> [Task to complete] Please state the number of lines in the listing that contain the word "spare", and nothing else.

> [Available records]
# # # # # # #
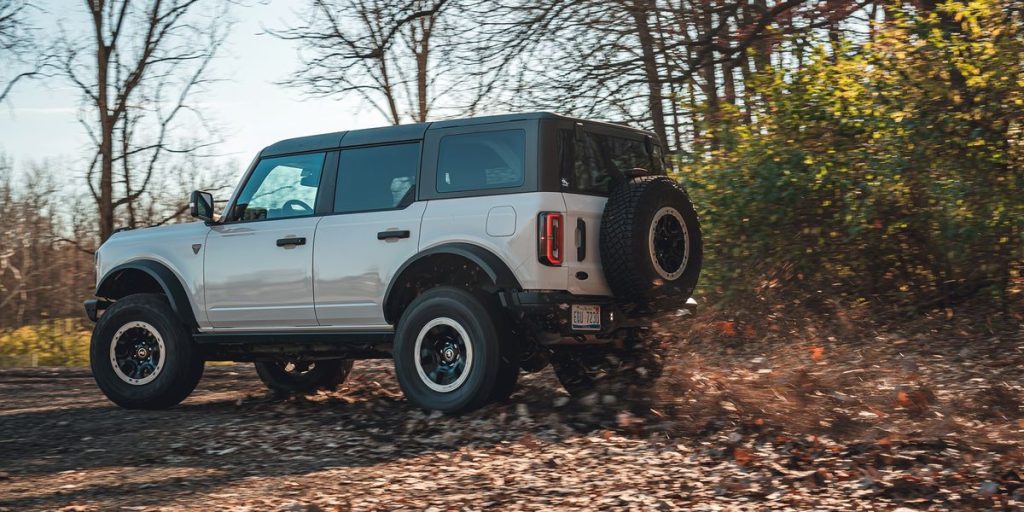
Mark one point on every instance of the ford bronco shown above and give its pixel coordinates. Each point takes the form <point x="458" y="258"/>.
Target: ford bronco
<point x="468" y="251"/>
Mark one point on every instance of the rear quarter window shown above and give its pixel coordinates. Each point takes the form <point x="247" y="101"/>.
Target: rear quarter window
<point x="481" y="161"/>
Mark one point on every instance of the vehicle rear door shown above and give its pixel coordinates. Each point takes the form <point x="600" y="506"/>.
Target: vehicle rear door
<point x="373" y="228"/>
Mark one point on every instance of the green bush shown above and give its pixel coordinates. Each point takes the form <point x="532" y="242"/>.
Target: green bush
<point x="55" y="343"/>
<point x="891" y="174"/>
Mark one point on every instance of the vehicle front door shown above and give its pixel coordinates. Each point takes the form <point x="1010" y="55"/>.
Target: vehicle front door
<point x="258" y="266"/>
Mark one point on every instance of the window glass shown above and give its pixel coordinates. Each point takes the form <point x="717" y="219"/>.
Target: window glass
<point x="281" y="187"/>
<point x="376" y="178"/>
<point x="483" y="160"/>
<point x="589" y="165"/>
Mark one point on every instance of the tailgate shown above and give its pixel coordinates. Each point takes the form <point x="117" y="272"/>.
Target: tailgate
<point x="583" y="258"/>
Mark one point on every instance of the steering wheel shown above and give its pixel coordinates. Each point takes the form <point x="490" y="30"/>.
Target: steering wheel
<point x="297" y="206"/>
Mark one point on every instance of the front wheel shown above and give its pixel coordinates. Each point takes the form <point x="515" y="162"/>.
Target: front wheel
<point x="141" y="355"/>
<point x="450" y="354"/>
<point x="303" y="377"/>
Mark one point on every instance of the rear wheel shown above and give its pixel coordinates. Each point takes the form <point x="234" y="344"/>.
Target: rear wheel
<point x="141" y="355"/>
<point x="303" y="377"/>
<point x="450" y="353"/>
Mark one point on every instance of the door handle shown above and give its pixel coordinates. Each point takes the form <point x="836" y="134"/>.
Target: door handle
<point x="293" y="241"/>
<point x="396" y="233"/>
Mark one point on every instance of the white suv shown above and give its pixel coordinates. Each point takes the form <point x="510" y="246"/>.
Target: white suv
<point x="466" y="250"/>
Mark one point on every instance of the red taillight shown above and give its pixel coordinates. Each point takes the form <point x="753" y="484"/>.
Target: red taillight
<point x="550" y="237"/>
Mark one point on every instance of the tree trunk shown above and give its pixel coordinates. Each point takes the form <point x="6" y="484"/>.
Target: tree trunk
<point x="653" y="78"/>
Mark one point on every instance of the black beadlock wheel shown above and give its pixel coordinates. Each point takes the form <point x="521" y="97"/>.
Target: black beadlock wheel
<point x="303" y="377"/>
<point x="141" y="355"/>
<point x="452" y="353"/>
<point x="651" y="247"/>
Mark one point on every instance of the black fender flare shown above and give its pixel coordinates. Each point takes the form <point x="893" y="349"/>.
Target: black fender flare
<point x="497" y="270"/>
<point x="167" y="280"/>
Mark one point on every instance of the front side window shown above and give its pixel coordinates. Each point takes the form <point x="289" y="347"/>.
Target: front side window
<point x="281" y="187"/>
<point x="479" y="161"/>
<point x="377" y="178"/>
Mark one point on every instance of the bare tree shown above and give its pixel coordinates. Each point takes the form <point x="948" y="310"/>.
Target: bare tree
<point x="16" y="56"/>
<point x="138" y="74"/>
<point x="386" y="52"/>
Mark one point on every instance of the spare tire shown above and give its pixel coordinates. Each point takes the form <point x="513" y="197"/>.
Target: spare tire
# # # # # # #
> [Response to this exercise] 2